→ PROBLEM TO WORK ON
Rewrite the entries below, substituting "coarse mask" for every occurrence of "rough mask" and leaving all other text unchanged.
--- START ---
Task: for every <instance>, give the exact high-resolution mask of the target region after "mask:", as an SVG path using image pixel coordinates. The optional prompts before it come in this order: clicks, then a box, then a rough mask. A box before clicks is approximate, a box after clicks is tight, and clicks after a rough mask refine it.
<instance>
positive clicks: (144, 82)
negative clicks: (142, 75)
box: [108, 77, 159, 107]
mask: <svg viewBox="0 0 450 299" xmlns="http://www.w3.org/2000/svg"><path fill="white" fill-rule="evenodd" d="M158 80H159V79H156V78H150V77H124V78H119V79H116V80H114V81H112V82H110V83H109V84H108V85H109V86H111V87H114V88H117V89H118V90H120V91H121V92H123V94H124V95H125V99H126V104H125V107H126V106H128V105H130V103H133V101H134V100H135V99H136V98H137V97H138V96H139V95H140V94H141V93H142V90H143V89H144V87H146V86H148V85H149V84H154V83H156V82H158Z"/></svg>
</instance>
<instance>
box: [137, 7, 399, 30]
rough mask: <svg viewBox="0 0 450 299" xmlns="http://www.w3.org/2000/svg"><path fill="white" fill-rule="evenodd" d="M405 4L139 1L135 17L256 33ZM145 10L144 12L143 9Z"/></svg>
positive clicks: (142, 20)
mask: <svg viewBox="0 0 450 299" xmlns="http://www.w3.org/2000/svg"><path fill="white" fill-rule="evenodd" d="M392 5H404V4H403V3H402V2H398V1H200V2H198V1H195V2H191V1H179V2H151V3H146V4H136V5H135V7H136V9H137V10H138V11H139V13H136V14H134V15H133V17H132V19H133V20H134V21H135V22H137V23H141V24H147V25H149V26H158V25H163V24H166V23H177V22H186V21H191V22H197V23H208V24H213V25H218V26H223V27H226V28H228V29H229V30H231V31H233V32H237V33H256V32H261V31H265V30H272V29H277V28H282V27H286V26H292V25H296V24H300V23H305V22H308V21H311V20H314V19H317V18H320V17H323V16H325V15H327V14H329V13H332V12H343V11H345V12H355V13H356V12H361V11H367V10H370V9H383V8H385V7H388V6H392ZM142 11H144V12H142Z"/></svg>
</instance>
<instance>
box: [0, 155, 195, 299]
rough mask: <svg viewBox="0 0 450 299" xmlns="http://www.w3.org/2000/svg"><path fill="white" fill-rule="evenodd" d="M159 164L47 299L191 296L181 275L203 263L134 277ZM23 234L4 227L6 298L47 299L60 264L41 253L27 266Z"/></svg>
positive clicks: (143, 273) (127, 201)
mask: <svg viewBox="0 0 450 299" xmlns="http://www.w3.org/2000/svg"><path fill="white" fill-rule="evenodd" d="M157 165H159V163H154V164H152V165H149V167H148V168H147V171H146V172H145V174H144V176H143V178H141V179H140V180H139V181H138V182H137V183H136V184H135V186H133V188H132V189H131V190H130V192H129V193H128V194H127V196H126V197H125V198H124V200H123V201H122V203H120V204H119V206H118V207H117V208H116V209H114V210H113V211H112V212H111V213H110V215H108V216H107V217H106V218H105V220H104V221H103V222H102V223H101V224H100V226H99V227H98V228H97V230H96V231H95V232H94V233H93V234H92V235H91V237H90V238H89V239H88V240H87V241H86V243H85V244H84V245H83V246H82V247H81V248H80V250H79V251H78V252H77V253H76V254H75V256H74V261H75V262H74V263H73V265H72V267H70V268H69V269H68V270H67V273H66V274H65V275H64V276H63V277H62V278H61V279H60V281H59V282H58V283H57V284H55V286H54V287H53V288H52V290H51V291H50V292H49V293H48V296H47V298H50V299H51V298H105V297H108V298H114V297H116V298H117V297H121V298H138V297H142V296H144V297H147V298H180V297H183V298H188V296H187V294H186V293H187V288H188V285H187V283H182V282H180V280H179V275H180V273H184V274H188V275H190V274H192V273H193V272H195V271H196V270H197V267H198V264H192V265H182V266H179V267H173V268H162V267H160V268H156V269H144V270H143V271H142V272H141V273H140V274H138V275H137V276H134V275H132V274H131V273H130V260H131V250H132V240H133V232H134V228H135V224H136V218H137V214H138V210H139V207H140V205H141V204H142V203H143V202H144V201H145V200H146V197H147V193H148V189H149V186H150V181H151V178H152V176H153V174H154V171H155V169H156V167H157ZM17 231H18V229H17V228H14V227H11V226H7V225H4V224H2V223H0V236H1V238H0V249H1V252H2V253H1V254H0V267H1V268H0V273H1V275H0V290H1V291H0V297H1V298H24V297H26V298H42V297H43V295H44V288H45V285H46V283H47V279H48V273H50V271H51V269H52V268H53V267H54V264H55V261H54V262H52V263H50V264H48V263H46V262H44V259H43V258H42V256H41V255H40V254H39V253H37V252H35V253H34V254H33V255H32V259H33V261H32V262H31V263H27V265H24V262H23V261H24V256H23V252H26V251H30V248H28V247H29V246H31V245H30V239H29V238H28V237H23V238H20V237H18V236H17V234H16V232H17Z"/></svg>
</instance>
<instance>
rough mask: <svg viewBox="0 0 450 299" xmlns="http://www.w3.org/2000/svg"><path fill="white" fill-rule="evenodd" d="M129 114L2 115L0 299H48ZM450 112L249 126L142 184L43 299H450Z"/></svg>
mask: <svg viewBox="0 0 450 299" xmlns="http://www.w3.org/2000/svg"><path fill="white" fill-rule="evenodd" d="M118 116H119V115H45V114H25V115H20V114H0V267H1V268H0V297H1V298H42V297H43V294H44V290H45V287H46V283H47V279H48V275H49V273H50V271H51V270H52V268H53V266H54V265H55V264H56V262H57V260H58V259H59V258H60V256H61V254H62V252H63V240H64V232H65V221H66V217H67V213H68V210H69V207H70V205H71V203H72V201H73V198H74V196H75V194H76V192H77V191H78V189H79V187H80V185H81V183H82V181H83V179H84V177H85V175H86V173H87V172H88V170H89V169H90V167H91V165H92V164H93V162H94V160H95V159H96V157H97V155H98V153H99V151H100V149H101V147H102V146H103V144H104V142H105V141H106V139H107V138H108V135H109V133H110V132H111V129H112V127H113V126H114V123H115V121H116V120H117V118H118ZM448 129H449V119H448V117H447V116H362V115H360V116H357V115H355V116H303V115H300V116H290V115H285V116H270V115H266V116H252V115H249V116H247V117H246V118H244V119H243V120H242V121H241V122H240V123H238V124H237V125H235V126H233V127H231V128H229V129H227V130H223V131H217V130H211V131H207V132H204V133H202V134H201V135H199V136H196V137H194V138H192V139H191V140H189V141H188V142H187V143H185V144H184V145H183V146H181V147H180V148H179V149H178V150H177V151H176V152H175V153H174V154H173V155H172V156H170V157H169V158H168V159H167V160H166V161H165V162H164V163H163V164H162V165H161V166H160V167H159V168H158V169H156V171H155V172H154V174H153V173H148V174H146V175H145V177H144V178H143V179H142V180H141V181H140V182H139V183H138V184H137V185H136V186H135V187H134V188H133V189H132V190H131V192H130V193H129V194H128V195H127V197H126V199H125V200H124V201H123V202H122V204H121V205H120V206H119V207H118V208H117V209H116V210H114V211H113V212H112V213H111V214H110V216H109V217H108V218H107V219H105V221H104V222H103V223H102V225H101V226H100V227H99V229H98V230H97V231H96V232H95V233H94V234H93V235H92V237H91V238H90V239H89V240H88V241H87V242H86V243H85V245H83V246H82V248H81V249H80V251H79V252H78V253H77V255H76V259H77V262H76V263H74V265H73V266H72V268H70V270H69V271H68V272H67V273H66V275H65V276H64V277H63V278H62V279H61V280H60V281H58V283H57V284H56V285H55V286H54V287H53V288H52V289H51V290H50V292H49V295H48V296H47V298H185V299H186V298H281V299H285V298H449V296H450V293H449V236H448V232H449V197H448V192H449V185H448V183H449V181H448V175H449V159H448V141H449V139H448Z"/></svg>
--- END ---
→ TASK RESULT
Task: for every <instance>, give the exact high-resolution mask of the target region after "mask:", as an SVG path using image pixel coordinates. The optional prompts before it come in this order: clicks, then a box, then a coarse mask. A box before clicks is approximate, a box after clicks is tight, and clicks after a coarse mask refine it.
<instance>
positive clicks: (144, 82)
negative clicks: (142, 75)
box: [108, 77, 159, 107]
mask: <svg viewBox="0 0 450 299" xmlns="http://www.w3.org/2000/svg"><path fill="white" fill-rule="evenodd" d="M158 80H159V79H156V78H150V77H124V78H119V79H116V80H114V81H112V82H110V83H109V84H108V85H109V86H111V87H114V88H117V89H118V90H120V91H121V92H123V94H124V95H125V99H126V104H125V107H126V106H128V105H130V103H133V101H134V100H135V99H136V98H137V97H138V96H139V95H140V94H141V93H142V90H143V89H144V87H146V86H148V85H149V84H154V83H156V82H158Z"/></svg>
</instance>
<instance>
box: [137, 7, 399, 30]
coarse mask: <svg viewBox="0 0 450 299" xmlns="http://www.w3.org/2000/svg"><path fill="white" fill-rule="evenodd" d="M405 4L139 1L135 17L256 33ZM145 10L144 12L143 9Z"/></svg>
positive clicks: (142, 20)
mask: <svg viewBox="0 0 450 299" xmlns="http://www.w3.org/2000/svg"><path fill="white" fill-rule="evenodd" d="M392 5H404V4H403V3H402V2H398V1H200V2H198V1H195V2H191V1H179V2H151V3H146V4H136V5H135V7H136V9H137V10H138V11H139V13H136V14H134V15H133V17H132V19H133V20H134V21H135V22H137V23H141V24H147V25H149V26H158V25H163V24H166V23H177V22H186V21H191V22H197V23H208V24H213V25H218V26H223V27H226V28H228V29H229V30H231V31H233V32H237V33H256V32H261V31H265V30H272V29H277V28H282V27H286V26H292V25H296V24H300V23H305V22H308V21H311V20H314V19H317V18H320V17H323V16H325V15H327V14H329V13H332V12H343V11H345V12H355V13H356V12H361V11H367V10H370V9H383V8H385V7H388V6H392ZM142 11H144V12H142Z"/></svg>
</instance>
<instance>
box: [0, 155, 195, 299]
coarse mask: <svg viewBox="0 0 450 299" xmlns="http://www.w3.org/2000/svg"><path fill="white" fill-rule="evenodd" d="M159 164L47 299L191 296L181 275L203 263L134 277ZM23 234L4 227L6 298L47 299L60 264L41 253L27 266Z"/></svg>
positive clicks: (143, 273) (127, 201)
mask: <svg viewBox="0 0 450 299" xmlns="http://www.w3.org/2000/svg"><path fill="white" fill-rule="evenodd" d="M157 165H159V163H154V164H152V165H149V167H148V168H147V171H146V172H145V174H144V176H143V178H141V179H140V180H139V181H138V182H137V183H136V184H135V186H133V188H132V189H131V190H130V192H129V193H128V194H127V196H126V197H125V198H124V200H123V201H122V203H120V204H119V206H118V207H117V208H116V209H114V210H113V211H112V212H111V213H110V215H108V216H107V217H106V218H105V220H104V221H103V222H102V223H101V224H100V226H99V227H98V228H97V230H96V231H95V232H94V233H93V234H92V235H91V237H90V238H89V239H88V240H87V241H86V243H85V244H84V245H83V246H82V247H81V248H80V250H79V251H78V252H77V253H76V254H75V256H74V261H75V262H74V263H73V265H72V267H70V268H69V269H68V270H67V273H66V274H65V275H64V276H63V277H62V278H61V279H60V281H59V282H58V283H57V284H55V286H54V287H53V288H52V290H51V291H50V292H49V293H48V296H47V298H50V299H51V298H105V297H108V298H114V297H116V298H117V297H121V298H138V297H142V296H144V297H147V298H180V297H183V298H188V296H187V294H186V293H187V288H188V285H187V283H182V282H180V280H179V275H180V273H184V274H188V275H190V274H192V273H193V272H195V271H196V270H197V267H198V264H192V265H182V266H179V267H173V268H162V267H160V268H156V269H144V270H143V271H142V272H141V273H140V274H138V275H137V276H134V275H132V274H131V273H130V260H131V250H132V240H133V232H134V228H135V224H136V218H137V214H138V210H139V207H140V205H141V204H142V203H143V202H144V201H145V200H146V197H147V193H148V189H149V186H150V181H151V178H152V176H153V174H154V171H155V169H156V167H157ZM17 231H18V229H17V228H14V227H11V226H7V225H4V224H2V223H0V236H1V238H0V249H1V252H2V253H1V254H0V267H1V268H0V273H1V275H0V290H1V291H0V297H1V298H24V297H26V298H42V297H43V295H44V288H45V285H46V283H47V279H48V273H50V271H51V269H52V268H53V267H54V264H55V261H54V262H52V263H50V264H48V263H46V262H44V259H43V258H42V256H41V255H40V254H39V253H37V252H35V253H34V254H33V255H32V259H33V261H32V262H31V263H27V265H24V262H23V261H24V256H23V252H26V251H30V248H28V247H29V246H31V245H30V239H29V238H28V237H23V238H20V237H18V236H17V234H16V232H17Z"/></svg>
</instance>
<instance>
coarse mask: <svg viewBox="0 0 450 299" xmlns="http://www.w3.org/2000/svg"><path fill="white" fill-rule="evenodd" d="M129 114L2 115L0 299H48ZM450 112L249 126L142 184L43 299H450Z"/></svg>
mask: <svg viewBox="0 0 450 299" xmlns="http://www.w3.org/2000/svg"><path fill="white" fill-rule="evenodd" d="M118 116H119V115H45V114H25V115H20V114H0V267H1V268H0V297H1V298H42V297H43V294H44V290H45V287H46V283H47V279H48V275H49V273H50V271H51V270H52V268H53V266H54V265H55V264H56V262H57V260H58V259H59V258H60V256H61V254H62V252H63V240H64V232H65V221H66V217H67V213H68V210H69V207H70V205H71V203H72V201H73V198H74V196H75V194H76V192H77V191H78V189H79V187H80V185H81V183H82V181H83V179H84V177H85V175H86V173H87V172H88V170H89V169H90V167H91V165H92V164H93V162H94V160H95V159H96V157H97V155H98V153H99V151H100V149H101V147H102V146H103V144H104V142H105V141H106V139H107V138H108V135H109V133H110V132H111V129H112V127H113V126H114V123H115V121H116V120H117V118H118ZM448 129H449V119H448V117H447V116H362V115H360V116H357V115H355V116H303V115H300V116H290V115H285V116H270V115H266V116H252V115H249V116H247V117H246V118H244V119H243V120H242V121H241V122H240V123H238V124H237V125H235V126H233V127H231V128H229V129H227V130H223V131H217V130H211V131H207V132H204V133H202V134H201V135H199V136H196V137H194V138H192V139H191V140H189V141H188V142H187V143H185V144H184V145H183V146H181V147H180V148H179V149H178V150H177V151H176V152H175V153H174V154H173V155H172V156H170V157H169V158H168V159H167V160H166V161H165V162H164V163H163V164H162V165H161V166H160V167H159V168H158V169H156V171H155V172H154V174H153V173H148V174H146V175H145V177H144V178H143V179H142V180H141V181H140V182H139V183H138V184H137V185H136V186H135V187H134V188H133V189H132V190H131V192H130V193H129V194H128V195H127V197H126V199H125V200H124V201H123V202H122V204H121V205H120V206H119V207H118V208H117V209H116V210H114V211H113V212H112V213H111V214H110V216H109V217H108V218H107V219H105V221H104V222H103V223H102V225H101V226H100V227H99V229H98V230H97V231H96V232H95V233H94V234H93V235H92V237H91V238H90V239H89V240H88V241H87V242H86V243H85V245H83V246H82V248H81V249H80V251H79V252H78V253H77V255H76V259H77V262H76V263H74V265H73V266H72V268H70V270H69V271H68V272H67V273H66V275H65V276H64V277H63V278H62V279H61V280H60V281H58V283H57V284H56V285H55V286H54V287H53V288H52V289H51V290H50V292H49V295H48V296H47V298H185V299H186V298H281V299H285V298H449V296H450V293H449V236H448V232H449V197H448V192H449V185H448V183H449V181H448V175H449V159H448V141H449V139H448Z"/></svg>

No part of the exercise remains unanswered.